• DIRECTIONS: Using the records below, find every line that includes "window" and copy it.

GIVEN RECORDS START

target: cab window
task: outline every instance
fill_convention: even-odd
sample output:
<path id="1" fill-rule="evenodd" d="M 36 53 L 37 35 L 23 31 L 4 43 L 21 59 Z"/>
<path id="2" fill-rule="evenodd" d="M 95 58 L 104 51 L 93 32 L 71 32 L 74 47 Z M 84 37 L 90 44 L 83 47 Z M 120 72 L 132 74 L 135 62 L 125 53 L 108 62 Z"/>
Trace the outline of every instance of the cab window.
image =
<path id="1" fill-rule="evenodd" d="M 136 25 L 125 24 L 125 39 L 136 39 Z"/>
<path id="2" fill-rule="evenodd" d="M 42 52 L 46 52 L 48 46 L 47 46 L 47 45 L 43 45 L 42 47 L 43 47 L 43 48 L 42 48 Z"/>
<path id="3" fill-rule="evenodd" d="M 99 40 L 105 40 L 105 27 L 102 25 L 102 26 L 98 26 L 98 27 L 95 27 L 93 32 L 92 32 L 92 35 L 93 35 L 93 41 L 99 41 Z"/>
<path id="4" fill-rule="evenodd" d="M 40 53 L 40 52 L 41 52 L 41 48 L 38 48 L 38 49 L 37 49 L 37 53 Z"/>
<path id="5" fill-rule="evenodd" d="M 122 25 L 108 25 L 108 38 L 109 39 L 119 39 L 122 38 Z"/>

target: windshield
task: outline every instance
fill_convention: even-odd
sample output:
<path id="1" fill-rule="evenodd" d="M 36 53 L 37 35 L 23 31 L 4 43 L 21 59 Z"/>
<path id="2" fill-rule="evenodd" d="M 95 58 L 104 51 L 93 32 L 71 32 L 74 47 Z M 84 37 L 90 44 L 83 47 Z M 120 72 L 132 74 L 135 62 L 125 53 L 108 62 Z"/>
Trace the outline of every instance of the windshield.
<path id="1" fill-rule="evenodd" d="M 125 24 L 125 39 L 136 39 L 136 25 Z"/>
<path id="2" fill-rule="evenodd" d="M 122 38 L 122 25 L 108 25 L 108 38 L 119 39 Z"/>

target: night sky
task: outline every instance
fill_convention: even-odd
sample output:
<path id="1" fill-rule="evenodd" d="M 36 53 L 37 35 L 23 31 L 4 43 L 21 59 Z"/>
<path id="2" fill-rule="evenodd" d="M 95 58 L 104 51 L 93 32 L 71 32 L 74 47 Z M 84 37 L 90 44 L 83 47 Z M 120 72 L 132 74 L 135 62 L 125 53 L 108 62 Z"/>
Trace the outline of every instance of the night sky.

GIVEN RECORDS END

• WORKED SOLUTION:
target: cab window
Trace the outline of every instance of the cab window.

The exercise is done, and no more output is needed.